• Extrait à lire:
_ _ _ _ _

500 000 euros pour l'aller

Alors que les saisonniers empruntent en général le bateau, les employeurs ont choisi l'avion, plus flexible. Ces vols directs entre Casablanca et Bastia permettent surtout d'éviter une escale à Marseille, où les saisonniers embarquent sur un second navire en direction de l'île de Beauté. Les avions ont été remplis sur la base de "groupes homogènes", en fonction de l'exploitation de destination, "afin de compartimenter et étanchéifier" les salariés et de limiter les risques, précise à franceinfo François Ravier, préfet de Haute-Corse.

Le coût total du fret aller, estimé à 500 000 euros, est pris en charge par les agriculteurs recourant au dispositif. Ces derniers mois, les producteurs ont d'abord dû rédiger un protocole sanitaire, qui a été validé par l'ARS, avant d'obtenir le feu vert du comité interministériel en lien avec le cabinet du Premier ministre. L'accord final est intervenu le 23 septembre, explique Simon-Pierre Fazi, alors que la réservation auprès de Transavia expirait deux jours plus tard.

_ _ _ _ _

• Données:
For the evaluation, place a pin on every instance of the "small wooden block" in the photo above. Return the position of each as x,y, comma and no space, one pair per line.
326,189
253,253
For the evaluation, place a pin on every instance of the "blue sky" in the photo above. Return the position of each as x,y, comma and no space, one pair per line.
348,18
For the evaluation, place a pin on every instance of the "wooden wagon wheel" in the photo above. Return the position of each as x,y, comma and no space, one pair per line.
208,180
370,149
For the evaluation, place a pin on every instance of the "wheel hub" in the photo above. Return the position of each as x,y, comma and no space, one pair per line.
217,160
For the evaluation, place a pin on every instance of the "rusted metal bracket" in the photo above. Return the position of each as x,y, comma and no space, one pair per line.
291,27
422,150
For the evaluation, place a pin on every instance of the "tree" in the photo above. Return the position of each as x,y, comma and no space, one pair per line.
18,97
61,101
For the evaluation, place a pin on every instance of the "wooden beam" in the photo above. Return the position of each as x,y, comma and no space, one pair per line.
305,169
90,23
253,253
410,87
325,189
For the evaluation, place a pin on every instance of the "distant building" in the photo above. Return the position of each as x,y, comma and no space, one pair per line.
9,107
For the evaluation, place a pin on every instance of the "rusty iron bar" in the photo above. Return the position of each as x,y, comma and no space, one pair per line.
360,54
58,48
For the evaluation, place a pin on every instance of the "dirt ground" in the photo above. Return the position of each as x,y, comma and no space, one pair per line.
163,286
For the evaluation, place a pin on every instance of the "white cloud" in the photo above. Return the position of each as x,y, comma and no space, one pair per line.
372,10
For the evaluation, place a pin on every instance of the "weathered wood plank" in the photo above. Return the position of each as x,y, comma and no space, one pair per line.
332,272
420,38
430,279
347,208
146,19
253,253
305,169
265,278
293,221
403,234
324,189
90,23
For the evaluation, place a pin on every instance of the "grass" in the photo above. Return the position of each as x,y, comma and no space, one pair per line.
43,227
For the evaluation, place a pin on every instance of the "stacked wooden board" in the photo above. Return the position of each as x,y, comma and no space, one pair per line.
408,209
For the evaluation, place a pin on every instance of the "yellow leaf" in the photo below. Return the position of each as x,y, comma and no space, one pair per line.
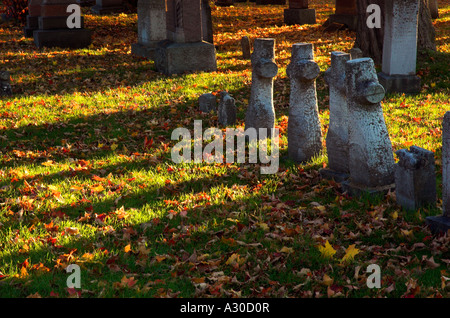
350,253
327,251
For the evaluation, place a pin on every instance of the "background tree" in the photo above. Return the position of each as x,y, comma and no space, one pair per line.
370,40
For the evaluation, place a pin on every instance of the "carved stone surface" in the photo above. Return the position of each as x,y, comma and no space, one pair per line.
337,140
304,132
227,110
151,27
53,30
371,160
442,223
400,47
261,112
415,178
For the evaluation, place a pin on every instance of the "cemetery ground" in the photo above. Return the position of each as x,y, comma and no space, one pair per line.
86,176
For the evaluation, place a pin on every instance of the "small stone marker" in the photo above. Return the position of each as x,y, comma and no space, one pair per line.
34,11
371,160
103,7
346,13
337,136
415,178
434,8
151,27
5,84
356,53
304,133
299,13
227,110
246,48
441,224
54,30
400,47
260,112
185,50
207,102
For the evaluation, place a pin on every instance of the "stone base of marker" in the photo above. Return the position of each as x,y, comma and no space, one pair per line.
107,6
299,16
176,58
143,50
64,38
333,175
409,84
438,224
356,191
350,21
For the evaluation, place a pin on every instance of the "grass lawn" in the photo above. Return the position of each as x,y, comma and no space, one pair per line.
86,176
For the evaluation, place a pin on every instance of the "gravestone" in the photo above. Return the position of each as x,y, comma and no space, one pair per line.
246,48
102,7
398,72
5,84
345,13
207,102
304,133
415,178
185,50
434,8
260,112
53,30
151,27
299,13
227,109
274,2
442,223
34,11
207,28
356,53
371,160
337,140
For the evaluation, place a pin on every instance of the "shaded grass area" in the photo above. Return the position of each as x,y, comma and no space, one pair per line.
86,177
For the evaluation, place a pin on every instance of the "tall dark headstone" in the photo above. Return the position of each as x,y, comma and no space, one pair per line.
415,178
299,13
185,50
441,224
102,7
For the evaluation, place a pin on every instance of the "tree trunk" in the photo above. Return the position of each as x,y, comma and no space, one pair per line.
370,41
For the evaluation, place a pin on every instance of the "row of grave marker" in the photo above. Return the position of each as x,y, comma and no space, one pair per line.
359,149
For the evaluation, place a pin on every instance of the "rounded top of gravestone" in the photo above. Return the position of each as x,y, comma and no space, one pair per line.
264,48
374,92
302,51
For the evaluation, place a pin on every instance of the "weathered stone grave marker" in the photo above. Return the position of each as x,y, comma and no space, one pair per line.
227,109
53,27
102,7
337,141
299,13
207,102
442,223
34,11
304,133
151,27
185,50
371,160
261,112
415,178
400,47
345,13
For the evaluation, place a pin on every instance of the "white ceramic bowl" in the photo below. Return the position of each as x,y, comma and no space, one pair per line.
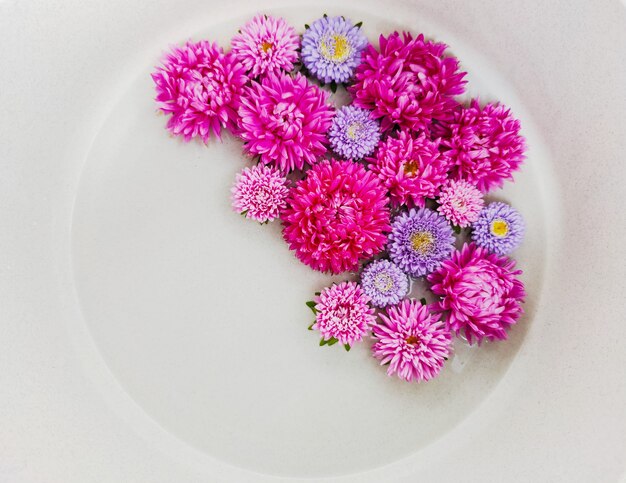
150,334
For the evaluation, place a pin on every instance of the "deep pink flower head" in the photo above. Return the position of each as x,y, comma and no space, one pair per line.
408,83
484,145
480,291
260,193
460,202
199,86
414,342
285,119
410,167
343,313
336,216
266,45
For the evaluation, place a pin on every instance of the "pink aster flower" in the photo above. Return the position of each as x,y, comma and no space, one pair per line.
480,292
259,193
199,86
336,216
410,167
460,202
484,145
266,45
408,83
414,342
343,313
285,119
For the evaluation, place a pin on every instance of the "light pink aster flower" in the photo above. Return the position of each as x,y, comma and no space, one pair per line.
259,193
414,342
410,167
285,119
460,202
336,216
343,313
480,292
408,83
266,45
199,86
484,145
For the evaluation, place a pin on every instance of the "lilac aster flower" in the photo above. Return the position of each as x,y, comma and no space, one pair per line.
331,49
353,134
420,241
499,229
384,283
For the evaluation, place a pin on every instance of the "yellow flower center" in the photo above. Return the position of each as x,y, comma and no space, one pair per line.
499,228
335,48
422,241
410,168
383,282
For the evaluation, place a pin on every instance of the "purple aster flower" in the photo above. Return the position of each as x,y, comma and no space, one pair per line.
331,49
384,283
420,241
499,229
353,134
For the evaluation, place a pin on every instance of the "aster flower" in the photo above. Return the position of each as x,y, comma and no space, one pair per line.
408,83
259,193
484,145
414,342
420,241
336,216
266,45
331,49
199,86
285,119
480,292
342,314
384,283
411,168
499,229
460,202
353,134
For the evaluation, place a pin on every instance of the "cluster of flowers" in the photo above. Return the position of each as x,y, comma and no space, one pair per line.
402,189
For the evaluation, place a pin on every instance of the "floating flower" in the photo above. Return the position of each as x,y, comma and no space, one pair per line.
420,241
259,193
499,229
343,313
336,216
331,49
484,145
408,83
414,342
266,45
285,119
353,134
481,293
199,86
411,168
384,283
460,202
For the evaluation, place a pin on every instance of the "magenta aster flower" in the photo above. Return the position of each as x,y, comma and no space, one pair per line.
336,216
266,45
285,119
460,202
200,87
343,313
414,342
260,193
410,167
485,145
480,292
408,83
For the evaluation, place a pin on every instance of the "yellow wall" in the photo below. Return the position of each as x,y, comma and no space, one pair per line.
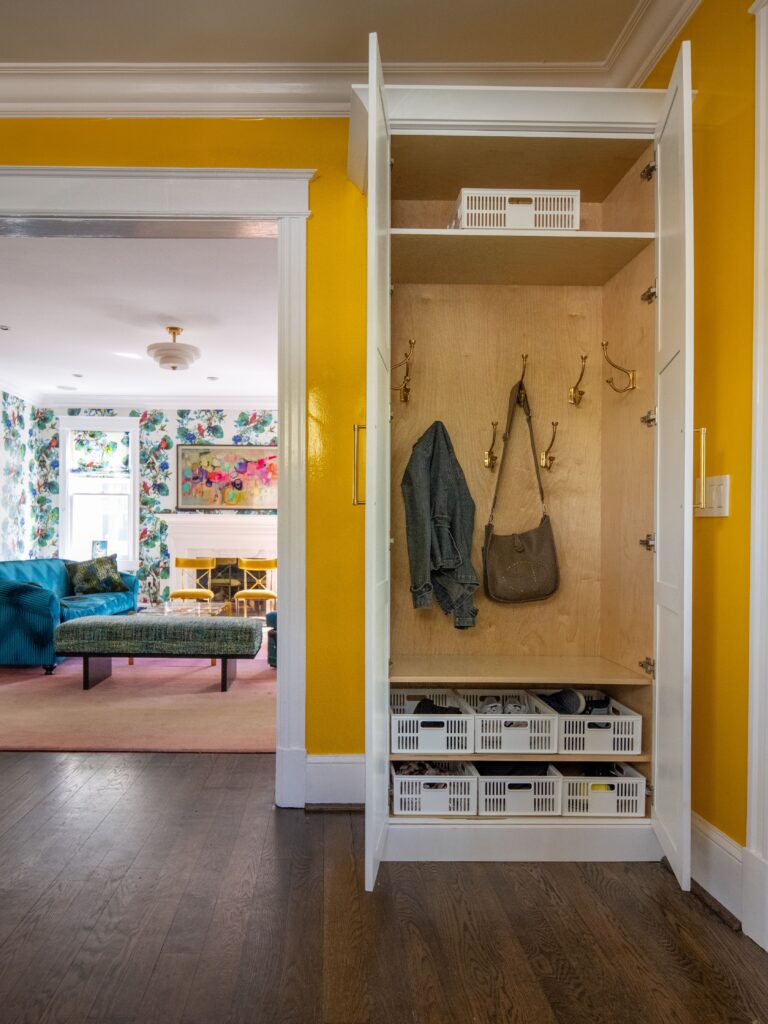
722,35
336,354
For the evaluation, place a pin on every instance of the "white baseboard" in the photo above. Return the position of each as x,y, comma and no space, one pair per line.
755,897
291,774
717,864
495,841
336,778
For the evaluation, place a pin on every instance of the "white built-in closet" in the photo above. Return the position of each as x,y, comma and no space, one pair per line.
475,301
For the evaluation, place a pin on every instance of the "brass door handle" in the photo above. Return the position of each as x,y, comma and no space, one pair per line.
701,503
356,463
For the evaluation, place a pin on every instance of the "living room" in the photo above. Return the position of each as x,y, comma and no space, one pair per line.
138,484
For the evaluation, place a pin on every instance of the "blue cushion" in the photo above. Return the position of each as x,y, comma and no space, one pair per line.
80,605
48,572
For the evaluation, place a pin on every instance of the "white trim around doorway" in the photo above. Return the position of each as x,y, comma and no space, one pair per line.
188,203
755,858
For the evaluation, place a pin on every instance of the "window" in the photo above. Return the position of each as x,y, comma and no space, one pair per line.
99,500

_ _ _ _ _

• Consignes de l'exercice:
(A) Les affirmations (i), (ii) et (iii) ci-dessous concordent-elles avec l'extrait sur les vols des saisonniers ? Répondez par oui ou par non pour chacune, en citant mot pour mot le passage de l'extrait qui tranche.
(i) Les vols directs permettent d'éviter une escale à Marseille.
(ii) Le coût du fret aller est pris en charge par l'État.
(iii) L'accord final est intervenu le 25 septembre.
(B) Poursuivez l'extrait sur les vols des saisonniers à partir de sa dernière phrase.

• Réponses numérotées:
(A)
(i) Oui : « Ces vols directs entre Casablanca et Bastia permettent surtout d'éviter une escale à Marseille ».
(ii) Non : « est pris en charge par les agriculteurs recourant au dispositif ».
(iii) Non : « L'accord final est intervenu le 23 septembre ».

(B)
Tests PCR et isolement

Les saisonniers devront subir de nombreux examens médicaux, avant et pendant leur séjour. A l'embarquement, tout d'abord, chacun doit présenter un test PCR de moins de 72 heures. Rebelote à Bastia, avec un test à l'aéroport corse. L'accueil et les prélèvements, prévus pour ne pas excéder trois heures, sont assurés dans trois hangars, avec le renfort d'interprètes et la mise à disposition de guides traduits sur les gestes sanitaires. Les saisonniers empruntent ensuite un bus affrété pour l'occasion, qui les conduit dans les différentes exploitations participant à l'opération.

Une fois à destination, les saisonniers doivent rester isolés pendant sept jours dans les hébergements habituels, situés sur les exploitations. Ils seront de nouveau testés à la fin de cette période. "La première semaine, ce sont donc les producteurs qui doivent faire les courses pour les saisonniers", précise le préfet de Haute-Corse, François Ravier. Par mesure de précaution, des places sont prévues dans des structures d'hébergement, afin d'isoler d'éventuelles personnes dont le test serait positif. Enfin, comme le prévoit la loi marocaine, ils devront encore fournir un résultat négatif de test PCR avant de pouvoir rentrer au pays.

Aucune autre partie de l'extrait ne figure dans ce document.